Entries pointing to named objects
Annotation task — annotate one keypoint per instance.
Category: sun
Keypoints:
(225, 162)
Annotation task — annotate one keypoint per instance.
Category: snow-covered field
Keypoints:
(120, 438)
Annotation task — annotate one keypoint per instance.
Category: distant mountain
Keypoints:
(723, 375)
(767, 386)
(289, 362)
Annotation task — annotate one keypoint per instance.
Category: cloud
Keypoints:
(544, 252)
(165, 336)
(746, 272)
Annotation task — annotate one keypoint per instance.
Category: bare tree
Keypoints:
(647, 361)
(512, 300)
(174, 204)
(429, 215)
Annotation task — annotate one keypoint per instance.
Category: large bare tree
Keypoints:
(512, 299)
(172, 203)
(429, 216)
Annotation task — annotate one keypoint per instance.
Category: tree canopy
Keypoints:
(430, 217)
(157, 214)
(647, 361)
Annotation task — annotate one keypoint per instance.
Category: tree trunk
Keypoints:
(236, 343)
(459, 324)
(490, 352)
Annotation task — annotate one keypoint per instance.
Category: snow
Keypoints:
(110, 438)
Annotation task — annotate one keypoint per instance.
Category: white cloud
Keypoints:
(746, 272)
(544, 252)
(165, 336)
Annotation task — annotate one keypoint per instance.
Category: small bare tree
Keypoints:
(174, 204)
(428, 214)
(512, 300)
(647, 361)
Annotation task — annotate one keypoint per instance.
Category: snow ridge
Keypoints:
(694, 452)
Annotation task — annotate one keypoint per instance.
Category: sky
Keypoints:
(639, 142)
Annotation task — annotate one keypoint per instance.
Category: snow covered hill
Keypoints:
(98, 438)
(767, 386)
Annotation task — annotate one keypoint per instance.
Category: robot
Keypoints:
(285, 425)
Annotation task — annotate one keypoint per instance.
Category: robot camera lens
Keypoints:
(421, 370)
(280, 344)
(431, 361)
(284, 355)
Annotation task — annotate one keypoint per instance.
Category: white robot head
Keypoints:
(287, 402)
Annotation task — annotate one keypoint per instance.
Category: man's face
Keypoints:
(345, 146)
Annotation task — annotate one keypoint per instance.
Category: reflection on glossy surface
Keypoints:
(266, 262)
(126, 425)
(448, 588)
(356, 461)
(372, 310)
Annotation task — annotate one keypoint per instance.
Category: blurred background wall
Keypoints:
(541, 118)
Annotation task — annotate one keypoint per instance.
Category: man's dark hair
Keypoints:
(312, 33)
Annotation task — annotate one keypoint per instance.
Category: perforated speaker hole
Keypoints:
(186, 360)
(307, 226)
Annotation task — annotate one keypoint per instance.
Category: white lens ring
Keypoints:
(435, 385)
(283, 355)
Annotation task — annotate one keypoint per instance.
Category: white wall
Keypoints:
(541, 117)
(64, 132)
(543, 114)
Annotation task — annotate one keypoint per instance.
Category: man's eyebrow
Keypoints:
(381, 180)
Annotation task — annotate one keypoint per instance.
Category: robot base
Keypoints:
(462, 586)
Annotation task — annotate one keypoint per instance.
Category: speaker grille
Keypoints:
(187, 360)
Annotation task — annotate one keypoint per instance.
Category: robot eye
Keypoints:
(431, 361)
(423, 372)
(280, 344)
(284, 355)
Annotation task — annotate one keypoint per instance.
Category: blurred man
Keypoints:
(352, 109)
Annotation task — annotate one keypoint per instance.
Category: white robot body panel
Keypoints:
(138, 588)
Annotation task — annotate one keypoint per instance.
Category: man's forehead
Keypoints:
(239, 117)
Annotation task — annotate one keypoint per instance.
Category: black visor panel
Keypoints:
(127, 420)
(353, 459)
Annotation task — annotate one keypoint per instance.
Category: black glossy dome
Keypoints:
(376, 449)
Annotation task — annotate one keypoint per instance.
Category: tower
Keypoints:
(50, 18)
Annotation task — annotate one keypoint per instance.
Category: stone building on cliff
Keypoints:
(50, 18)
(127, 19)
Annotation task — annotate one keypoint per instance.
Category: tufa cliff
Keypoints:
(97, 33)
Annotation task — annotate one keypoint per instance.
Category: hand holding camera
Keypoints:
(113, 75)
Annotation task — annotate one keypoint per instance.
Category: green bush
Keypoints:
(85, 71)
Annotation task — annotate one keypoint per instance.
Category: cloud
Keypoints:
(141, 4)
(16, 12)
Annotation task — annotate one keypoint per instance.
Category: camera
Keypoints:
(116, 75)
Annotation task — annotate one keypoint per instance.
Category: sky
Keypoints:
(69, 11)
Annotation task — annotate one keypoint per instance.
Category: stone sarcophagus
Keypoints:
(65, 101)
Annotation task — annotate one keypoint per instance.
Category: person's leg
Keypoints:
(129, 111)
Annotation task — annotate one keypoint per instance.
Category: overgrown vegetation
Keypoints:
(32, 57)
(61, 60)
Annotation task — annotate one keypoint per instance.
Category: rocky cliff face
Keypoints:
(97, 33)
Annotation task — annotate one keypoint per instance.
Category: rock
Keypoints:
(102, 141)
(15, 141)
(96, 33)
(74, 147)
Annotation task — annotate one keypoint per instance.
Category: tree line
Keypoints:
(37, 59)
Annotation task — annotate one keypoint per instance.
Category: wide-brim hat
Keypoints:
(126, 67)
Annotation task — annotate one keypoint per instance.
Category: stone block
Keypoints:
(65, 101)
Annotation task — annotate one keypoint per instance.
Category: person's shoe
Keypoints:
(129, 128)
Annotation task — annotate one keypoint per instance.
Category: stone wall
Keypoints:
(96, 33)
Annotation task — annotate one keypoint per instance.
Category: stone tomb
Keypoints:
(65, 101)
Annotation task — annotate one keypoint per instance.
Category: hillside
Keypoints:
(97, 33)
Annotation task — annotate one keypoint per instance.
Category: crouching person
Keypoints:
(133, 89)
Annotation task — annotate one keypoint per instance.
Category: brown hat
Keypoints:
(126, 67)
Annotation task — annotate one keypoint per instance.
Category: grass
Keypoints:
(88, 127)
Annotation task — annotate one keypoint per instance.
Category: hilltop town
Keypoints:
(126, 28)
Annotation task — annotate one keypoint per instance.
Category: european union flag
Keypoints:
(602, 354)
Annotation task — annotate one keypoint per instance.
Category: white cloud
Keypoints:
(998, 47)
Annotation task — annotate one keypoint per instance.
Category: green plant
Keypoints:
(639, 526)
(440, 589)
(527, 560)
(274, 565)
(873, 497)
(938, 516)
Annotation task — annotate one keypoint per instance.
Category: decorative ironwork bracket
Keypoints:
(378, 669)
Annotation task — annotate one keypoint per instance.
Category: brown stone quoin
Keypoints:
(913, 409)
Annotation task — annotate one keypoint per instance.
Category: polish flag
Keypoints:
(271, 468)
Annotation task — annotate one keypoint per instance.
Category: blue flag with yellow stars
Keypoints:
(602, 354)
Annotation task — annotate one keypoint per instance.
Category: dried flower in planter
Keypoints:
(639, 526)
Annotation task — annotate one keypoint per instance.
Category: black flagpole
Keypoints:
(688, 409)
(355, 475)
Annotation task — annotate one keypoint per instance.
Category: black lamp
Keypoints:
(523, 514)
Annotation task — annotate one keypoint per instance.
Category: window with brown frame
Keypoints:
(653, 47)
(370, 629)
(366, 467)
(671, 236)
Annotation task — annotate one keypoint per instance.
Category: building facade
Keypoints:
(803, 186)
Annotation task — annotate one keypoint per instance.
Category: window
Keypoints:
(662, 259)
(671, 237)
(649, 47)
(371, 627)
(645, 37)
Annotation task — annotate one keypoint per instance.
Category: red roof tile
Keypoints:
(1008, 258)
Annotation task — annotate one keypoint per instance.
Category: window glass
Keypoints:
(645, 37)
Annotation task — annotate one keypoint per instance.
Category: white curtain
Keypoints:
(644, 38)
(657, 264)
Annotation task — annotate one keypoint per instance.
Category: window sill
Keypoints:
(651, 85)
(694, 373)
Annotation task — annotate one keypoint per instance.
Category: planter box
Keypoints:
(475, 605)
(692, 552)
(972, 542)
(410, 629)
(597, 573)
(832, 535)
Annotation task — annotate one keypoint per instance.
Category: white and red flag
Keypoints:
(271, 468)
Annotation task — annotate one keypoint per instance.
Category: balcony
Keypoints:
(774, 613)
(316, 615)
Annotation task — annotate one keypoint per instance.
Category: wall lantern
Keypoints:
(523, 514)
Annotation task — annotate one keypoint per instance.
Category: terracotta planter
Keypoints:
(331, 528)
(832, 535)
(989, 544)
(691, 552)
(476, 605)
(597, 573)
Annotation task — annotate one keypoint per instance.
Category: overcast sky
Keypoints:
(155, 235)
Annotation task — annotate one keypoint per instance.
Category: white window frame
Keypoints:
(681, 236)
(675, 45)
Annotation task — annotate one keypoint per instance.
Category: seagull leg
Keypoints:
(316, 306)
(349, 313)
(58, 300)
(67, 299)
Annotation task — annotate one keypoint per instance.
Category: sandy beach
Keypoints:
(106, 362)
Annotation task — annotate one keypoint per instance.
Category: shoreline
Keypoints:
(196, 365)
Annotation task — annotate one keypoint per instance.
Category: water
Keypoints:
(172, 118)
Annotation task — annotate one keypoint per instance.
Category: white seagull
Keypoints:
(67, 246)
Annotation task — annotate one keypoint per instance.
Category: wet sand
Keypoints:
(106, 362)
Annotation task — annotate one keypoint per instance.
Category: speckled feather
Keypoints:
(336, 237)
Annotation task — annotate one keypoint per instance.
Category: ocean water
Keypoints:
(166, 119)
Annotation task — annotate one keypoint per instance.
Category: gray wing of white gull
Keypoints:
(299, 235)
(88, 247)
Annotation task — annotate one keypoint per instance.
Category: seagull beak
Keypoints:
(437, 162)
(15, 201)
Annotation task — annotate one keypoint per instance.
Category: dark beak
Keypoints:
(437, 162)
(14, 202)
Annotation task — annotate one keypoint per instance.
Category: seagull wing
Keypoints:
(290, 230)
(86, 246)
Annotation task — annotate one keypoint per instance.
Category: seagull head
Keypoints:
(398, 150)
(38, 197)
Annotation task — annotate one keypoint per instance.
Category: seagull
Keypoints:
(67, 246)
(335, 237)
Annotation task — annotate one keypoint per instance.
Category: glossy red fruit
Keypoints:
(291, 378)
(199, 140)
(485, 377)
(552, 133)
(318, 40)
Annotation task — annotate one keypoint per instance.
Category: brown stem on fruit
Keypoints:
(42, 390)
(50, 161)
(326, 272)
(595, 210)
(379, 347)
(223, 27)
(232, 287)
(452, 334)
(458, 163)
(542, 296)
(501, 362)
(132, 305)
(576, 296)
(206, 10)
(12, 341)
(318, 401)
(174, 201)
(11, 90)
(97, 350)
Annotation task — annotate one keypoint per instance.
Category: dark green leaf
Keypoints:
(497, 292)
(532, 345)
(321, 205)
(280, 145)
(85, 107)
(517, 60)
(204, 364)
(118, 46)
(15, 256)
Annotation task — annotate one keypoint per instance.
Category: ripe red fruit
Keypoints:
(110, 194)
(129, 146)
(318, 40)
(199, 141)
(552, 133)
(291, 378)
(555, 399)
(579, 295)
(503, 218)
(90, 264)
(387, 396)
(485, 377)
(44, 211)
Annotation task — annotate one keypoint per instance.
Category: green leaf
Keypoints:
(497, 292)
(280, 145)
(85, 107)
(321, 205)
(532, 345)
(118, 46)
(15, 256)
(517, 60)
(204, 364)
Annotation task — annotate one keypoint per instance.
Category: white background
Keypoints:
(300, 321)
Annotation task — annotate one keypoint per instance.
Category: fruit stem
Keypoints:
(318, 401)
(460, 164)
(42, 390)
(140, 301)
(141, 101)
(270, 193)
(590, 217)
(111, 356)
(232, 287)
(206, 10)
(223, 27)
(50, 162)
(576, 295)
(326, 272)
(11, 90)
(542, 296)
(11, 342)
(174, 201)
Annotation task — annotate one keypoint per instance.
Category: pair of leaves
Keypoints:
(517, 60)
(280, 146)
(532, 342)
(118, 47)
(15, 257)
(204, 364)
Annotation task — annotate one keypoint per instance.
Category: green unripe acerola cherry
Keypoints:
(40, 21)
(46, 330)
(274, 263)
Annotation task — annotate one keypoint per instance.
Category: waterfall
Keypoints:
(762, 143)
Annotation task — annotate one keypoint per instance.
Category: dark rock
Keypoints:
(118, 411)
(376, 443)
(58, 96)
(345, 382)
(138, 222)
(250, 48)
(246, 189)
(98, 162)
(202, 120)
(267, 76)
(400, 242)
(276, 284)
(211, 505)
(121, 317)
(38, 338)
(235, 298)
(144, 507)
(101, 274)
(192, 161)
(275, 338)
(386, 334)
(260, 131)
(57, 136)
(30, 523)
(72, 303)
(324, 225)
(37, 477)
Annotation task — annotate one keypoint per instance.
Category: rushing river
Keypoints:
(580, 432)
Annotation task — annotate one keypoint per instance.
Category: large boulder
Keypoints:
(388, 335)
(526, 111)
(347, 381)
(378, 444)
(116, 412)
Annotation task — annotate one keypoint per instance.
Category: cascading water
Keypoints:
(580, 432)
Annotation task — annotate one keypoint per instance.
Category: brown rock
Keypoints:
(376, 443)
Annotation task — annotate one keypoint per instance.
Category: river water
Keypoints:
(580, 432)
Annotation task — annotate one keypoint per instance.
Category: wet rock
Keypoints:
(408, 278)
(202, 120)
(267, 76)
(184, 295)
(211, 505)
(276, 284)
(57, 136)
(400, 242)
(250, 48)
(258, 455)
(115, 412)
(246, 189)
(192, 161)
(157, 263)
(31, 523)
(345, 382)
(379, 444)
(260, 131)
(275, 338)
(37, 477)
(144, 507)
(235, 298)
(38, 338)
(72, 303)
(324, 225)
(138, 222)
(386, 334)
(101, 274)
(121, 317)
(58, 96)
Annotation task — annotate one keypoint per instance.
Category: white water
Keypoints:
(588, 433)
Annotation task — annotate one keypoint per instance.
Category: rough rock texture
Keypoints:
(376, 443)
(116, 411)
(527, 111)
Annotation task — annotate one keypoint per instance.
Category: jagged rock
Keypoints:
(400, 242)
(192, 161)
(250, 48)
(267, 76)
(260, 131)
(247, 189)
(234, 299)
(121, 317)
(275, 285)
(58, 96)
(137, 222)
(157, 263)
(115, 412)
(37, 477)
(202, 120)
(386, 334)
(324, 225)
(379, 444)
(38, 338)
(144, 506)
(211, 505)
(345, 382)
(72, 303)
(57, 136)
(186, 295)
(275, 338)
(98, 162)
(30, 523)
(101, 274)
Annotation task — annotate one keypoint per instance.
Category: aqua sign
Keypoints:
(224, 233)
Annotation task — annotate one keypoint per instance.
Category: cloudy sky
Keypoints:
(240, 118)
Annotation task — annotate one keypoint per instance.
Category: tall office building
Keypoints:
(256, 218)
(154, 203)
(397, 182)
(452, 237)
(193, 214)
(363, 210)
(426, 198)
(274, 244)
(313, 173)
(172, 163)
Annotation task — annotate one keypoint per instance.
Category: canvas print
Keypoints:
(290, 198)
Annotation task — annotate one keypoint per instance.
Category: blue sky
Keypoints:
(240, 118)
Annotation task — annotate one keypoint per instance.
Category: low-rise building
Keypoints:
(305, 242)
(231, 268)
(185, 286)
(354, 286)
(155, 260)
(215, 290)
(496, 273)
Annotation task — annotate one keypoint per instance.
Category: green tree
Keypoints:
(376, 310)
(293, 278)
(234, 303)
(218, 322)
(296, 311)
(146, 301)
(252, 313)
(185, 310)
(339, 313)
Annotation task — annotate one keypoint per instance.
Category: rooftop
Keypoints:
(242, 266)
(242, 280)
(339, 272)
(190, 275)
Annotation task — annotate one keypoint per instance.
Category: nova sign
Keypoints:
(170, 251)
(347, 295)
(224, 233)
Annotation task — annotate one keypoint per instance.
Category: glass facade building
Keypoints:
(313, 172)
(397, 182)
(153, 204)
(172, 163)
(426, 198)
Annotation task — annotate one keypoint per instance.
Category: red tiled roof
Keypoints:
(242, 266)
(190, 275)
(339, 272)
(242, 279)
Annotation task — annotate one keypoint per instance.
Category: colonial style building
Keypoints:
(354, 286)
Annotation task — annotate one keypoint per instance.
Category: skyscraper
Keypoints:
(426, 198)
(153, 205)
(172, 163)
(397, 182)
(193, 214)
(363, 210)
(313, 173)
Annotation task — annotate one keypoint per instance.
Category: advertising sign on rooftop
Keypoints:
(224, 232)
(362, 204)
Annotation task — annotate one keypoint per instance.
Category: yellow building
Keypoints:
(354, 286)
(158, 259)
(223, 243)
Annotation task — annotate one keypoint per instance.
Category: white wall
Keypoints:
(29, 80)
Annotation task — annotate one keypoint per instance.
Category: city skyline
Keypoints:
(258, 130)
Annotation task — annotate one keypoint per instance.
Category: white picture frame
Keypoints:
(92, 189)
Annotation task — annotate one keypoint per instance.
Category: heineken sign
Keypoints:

#### [REQUEST]
Select each line in the records that contains the string "beak" and copy those lines out.

#### [EXPECTED ANSWER]
Category: seagull beak
Category: dark beak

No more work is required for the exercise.